## Objective
Pictures in the records should not be copied, but every other part must be repeated exactly.

## Input
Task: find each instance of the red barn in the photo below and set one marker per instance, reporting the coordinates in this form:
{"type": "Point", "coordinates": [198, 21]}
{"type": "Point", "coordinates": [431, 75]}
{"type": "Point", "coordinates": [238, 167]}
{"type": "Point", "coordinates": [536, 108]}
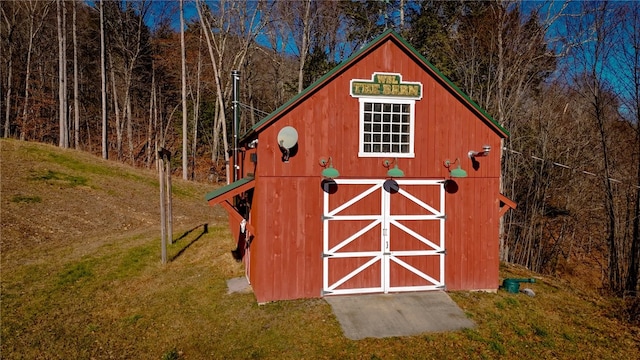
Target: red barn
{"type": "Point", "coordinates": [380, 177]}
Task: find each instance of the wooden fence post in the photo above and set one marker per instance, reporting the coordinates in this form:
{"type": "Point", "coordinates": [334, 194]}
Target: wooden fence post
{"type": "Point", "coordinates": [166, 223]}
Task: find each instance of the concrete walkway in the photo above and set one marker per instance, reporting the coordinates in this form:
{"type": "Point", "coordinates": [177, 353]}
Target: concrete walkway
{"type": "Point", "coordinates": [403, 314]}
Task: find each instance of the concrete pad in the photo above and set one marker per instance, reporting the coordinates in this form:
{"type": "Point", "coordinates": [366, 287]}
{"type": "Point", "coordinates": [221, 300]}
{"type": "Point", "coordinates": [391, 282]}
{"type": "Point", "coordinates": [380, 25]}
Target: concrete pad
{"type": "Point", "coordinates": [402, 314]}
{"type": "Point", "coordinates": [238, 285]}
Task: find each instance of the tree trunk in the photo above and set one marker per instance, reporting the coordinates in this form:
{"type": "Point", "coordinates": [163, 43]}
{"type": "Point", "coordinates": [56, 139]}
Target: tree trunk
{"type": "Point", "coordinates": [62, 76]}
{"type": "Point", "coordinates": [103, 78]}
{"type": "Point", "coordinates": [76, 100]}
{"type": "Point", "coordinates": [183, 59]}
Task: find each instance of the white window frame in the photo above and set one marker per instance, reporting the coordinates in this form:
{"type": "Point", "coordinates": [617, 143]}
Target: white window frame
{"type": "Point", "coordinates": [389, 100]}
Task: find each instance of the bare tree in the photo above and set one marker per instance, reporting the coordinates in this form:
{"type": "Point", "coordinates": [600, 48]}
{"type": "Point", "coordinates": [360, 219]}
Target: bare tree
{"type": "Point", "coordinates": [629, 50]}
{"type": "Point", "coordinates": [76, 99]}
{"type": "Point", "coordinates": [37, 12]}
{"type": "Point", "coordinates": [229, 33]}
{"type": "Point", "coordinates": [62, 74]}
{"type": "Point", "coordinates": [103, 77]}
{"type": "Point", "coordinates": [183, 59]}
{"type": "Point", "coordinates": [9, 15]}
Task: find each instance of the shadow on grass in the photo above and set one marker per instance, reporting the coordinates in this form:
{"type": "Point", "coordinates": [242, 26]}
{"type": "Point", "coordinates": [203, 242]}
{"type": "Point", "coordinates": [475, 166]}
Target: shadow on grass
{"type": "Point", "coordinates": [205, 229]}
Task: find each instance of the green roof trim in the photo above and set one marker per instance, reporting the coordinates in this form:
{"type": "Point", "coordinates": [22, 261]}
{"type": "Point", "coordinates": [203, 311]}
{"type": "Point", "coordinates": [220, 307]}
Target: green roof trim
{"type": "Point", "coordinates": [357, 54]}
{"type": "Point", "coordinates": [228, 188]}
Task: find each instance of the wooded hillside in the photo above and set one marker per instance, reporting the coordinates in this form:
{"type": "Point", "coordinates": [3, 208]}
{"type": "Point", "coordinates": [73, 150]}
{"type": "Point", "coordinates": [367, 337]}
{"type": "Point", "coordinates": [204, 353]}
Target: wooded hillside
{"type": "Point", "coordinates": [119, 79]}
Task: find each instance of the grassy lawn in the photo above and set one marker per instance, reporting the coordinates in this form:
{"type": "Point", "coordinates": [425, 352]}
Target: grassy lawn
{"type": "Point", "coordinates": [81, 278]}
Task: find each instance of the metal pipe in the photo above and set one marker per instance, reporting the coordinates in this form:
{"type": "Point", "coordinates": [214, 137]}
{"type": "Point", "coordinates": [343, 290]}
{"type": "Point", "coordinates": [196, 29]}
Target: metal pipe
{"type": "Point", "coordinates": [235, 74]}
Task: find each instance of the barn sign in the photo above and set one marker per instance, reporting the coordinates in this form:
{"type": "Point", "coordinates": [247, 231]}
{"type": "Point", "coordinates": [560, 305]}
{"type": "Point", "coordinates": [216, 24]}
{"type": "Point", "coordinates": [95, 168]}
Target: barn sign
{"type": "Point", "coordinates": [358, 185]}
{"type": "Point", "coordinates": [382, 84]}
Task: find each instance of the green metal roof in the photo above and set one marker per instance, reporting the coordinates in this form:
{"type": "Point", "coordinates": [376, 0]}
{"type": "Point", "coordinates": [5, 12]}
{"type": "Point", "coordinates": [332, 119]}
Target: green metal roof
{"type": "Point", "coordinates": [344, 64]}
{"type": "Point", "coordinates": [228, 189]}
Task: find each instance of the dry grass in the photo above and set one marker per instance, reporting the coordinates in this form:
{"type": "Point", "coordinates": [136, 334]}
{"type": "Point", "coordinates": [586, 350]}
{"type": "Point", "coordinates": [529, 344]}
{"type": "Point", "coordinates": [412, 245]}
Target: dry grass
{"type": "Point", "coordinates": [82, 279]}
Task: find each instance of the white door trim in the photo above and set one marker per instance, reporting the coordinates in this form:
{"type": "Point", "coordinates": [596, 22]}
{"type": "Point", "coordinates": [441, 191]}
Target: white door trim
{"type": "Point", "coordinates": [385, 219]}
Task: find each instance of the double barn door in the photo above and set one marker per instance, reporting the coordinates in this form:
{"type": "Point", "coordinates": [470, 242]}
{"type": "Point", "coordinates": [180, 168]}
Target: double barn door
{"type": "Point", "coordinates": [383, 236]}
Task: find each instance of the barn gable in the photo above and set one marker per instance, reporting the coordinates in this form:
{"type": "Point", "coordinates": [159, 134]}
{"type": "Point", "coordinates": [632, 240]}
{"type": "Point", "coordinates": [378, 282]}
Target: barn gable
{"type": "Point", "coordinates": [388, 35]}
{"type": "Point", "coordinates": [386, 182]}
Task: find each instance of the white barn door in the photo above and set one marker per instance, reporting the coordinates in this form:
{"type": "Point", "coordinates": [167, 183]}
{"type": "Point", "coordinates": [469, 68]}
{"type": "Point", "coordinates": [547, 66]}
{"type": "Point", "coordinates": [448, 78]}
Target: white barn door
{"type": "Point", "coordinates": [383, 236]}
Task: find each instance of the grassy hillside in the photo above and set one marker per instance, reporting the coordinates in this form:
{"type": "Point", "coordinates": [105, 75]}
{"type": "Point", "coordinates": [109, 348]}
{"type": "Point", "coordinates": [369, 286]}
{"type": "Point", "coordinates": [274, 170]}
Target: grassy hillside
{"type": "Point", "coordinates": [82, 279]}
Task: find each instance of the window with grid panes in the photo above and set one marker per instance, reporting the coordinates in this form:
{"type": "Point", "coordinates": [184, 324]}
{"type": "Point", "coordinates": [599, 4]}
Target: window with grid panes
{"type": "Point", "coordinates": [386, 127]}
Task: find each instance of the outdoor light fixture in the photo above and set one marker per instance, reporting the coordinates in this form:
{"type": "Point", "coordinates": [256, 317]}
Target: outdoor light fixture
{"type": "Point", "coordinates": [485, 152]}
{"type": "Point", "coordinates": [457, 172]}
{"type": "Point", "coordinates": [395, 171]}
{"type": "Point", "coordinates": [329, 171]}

## Final answer
Task: find each instance of the red barn in the photo below and set one marker per instance, reporting the coordinates in this form:
{"type": "Point", "coordinates": [198, 21]}
{"type": "Point", "coordinates": [431, 75]}
{"type": "Point", "coordinates": [238, 167]}
{"type": "Point", "coordinates": [536, 108]}
Target: red barn
{"type": "Point", "coordinates": [380, 177]}
Task: find each instance of the wooden fence post in the photo above and set one marker per instance, reporting the coordinates in this form:
{"type": "Point", "coordinates": [334, 194]}
Target: wooden fence post
{"type": "Point", "coordinates": [166, 223]}
Task: find each instance of the concrete walkway in the photo above and set one marker per instance, reporting the coordinates in this form:
{"type": "Point", "coordinates": [177, 353]}
Target: concrete walkway
{"type": "Point", "coordinates": [403, 314]}
Task: find each instance of the concrete pad in the photo above and set one marker per instance, reporting the coordinates in this form:
{"type": "Point", "coordinates": [366, 287]}
{"type": "Point", "coordinates": [221, 300]}
{"type": "Point", "coordinates": [391, 282]}
{"type": "Point", "coordinates": [380, 25]}
Target: concrete pad
{"type": "Point", "coordinates": [402, 314]}
{"type": "Point", "coordinates": [238, 285]}
Task: find each instance of the tree trunk in the photo above and set one marker per instance, reporting the coordinates in this form:
{"type": "Point", "coordinates": [163, 43]}
{"type": "Point", "coordinates": [56, 139]}
Target: tree trunk
{"type": "Point", "coordinates": [62, 76]}
{"type": "Point", "coordinates": [103, 78]}
{"type": "Point", "coordinates": [76, 100]}
{"type": "Point", "coordinates": [183, 59]}
Task: find each instance of the white window frame in the photo above and set one marker per instance, reporting the coordinates in this form:
{"type": "Point", "coordinates": [617, 143]}
Target: white window frame
{"type": "Point", "coordinates": [389, 100]}
Task: find each instance of the bare tree in the photo above and set one marker per instance, reporting the coordinates in this form:
{"type": "Point", "coordinates": [600, 48]}
{"type": "Point", "coordinates": [360, 219]}
Target: bare tree
{"type": "Point", "coordinates": [629, 50]}
{"type": "Point", "coordinates": [76, 99]}
{"type": "Point", "coordinates": [37, 12]}
{"type": "Point", "coordinates": [229, 33]}
{"type": "Point", "coordinates": [62, 74]}
{"type": "Point", "coordinates": [103, 77]}
{"type": "Point", "coordinates": [183, 59]}
{"type": "Point", "coordinates": [9, 15]}
Task: find each instance of the shadow on grass in the photo above and set one marker per instance, reporting the coordinates in this form:
{"type": "Point", "coordinates": [242, 26]}
{"type": "Point", "coordinates": [203, 242]}
{"type": "Point", "coordinates": [475, 166]}
Target: shadow on grass
{"type": "Point", "coordinates": [205, 229]}
Task: find each instance of the green roof trim in the photo above and set one marker per instance, reporting the coordinates in this form:
{"type": "Point", "coordinates": [22, 261]}
{"type": "Point", "coordinates": [203, 311]}
{"type": "Point", "coordinates": [220, 307]}
Target: green roof trim
{"type": "Point", "coordinates": [357, 54]}
{"type": "Point", "coordinates": [228, 188]}
Task: find each instance of the wooded hillside in the photo above and set one marker per instance, reporting the coordinates in this form:
{"type": "Point", "coordinates": [3, 208]}
{"type": "Point", "coordinates": [73, 150]}
{"type": "Point", "coordinates": [367, 337]}
{"type": "Point", "coordinates": [204, 353]}
Target: wooded hillside
{"type": "Point", "coordinates": [119, 79]}
Task: find each instance of the grassy lawn in the photo above and set one marker per instance, reporting the coordinates in this form:
{"type": "Point", "coordinates": [425, 352]}
Target: grassy lawn
{"type": "Point", "coordinates": [81, 278]}
Task: find each instance of the metal pipe in the photo above and set one marker per instance, reporting the coordinates in this form:
{"type": "Point", "coordinates": [214, 137]}
{"type": "Point", "coordinates": [343, 290]}
{"type": "Point", "coordinates": [196, 29]}
Target: metal pipe
{"type": "Point", "coordinates": [235, 74]}
Task: find each instance of the barn sign in the photo above and set one marker per instance, reporting the coordinates in this form:
{"type": "Point", "coordinates": [247, 231]}
{"type": "Point", "coordinates": [560, 305]}
{"type": "Point", "coordinates": [216, 24]}
{"type": "Point", "coordinates": [95, 168]}
Target: barn sign
{"type": "Point", "coordinates": [358, 185]}
{"type": "Point", "coordinates": [382, 84]}
Task: find each instance of the green metal roof in the photo above and set one marker per instance, reporting the coordinates in this form:
{"type": "Point", "coordinates": [376, 0]}
{"type": "Point", "coordinates": [5, 12]}
{"type": "Point", "coordinates": [332, 119]}
Target: green metal roof
{"type": "Point", "coordinates": [344, 64]}
{"type": "Point", "coordinates": [228, 189]}
Task: find each instance of the dry grass in the photo above and set one marker per instance, reporting the coordinates in this form:
{"type": "Point", "coordinates": [136, 334]}
{"type": "Point", "coordinates": [586, 350]}
{"type": "Point", "coordinates": [529, 344]}
{"type": "Point", "coordinates": [412, 245]}
Target: dry grass
{"type": "Point", "coordinates": [82, 279]}
Task: find each instance of the white door trim in the photo above and set one marker per instance, reporting the coordinates in this form:
{"type": "Point", "coordinates": [596, 22]}
{"type": "Point", "coordinates": [441, 191]}
Target: white door trim
{"type": "Point", "coordinates": [385, 219]}
Task: find each instance of the double barn door in the photo above and set one marker per instance, reporting the coordinates in this form:
{"type": "Point", "coordinates": [470, 242]}
{"type": "Point", "coordinates": [180, 168]}
Target: double barn door
{"type": "Point", "coordinates": [383, 236]}
Task: find each instance of the barn gable in the photo above and set one marker per instance, reporting the coordinates in this form:
{"type": "Point", "coordinates": [159, 134]}
{"type": "Point", "coordinates": [632, 240]}
{"type": "Point", "coordinates": [378, 282]}
Target: barn gable
{"type": "Point", "coordinates": [388, 35]}
{"type": "Point", "coordinates": [386, 182]}
Task: find each instance of the white barn door in the photo above and set one marker per instance, reporting the coordinates in this form:
{"type": "Point", "coordinates": [167, 183]}
{"type": "Point", "coordinates": [469, 68]}
{"type": "Point", "coordinates": [547, 66]}
{"type": "Point", "coordinates": [448, 78]}
Target: white barn door
{"type": "Point", "coordinates": [383, 236]}
Task: find each instance of the grassy hillside in the photo above and set one marker per instance, reporting the coordinates in this form:
{"type": "Point", "coordinates": [105, 75]}
{"type": "Point", "coordinates": [109, 348]}
{"type": "Point", "coordinates": [369, 286]}
{"type": "Point", "coordinates": [274, 170]}
Target: grassy hillside
{"type": "Point", "coordinates": [82, 279]}
Task: find each instance of the window with grid panes in the photo above and set one marker per instance, reporting the coordinates in this form:
{"type": "Point", "coordinates": [184, 324]}
{"type": "Point", "coordinates": [599, 4]}
Target: window with grid panes
{"type": "Point", "coordinates": [386, 127]}
Task: find each instance of the outdoor light fixture in the photo above and set one marker per instance, reporting the coordinates in this form:
{"type": "Point", "coordinates": [256, 317]}
Target: outdoor light fixture
{"type": "Point", "coordinates": [485, 152]}
{"type": "Point", "coordinates": [457, 172]}
{"type": "Point", "coordinates": [395, 171]}
{"type": "Point", "coordinates": [329, 171]}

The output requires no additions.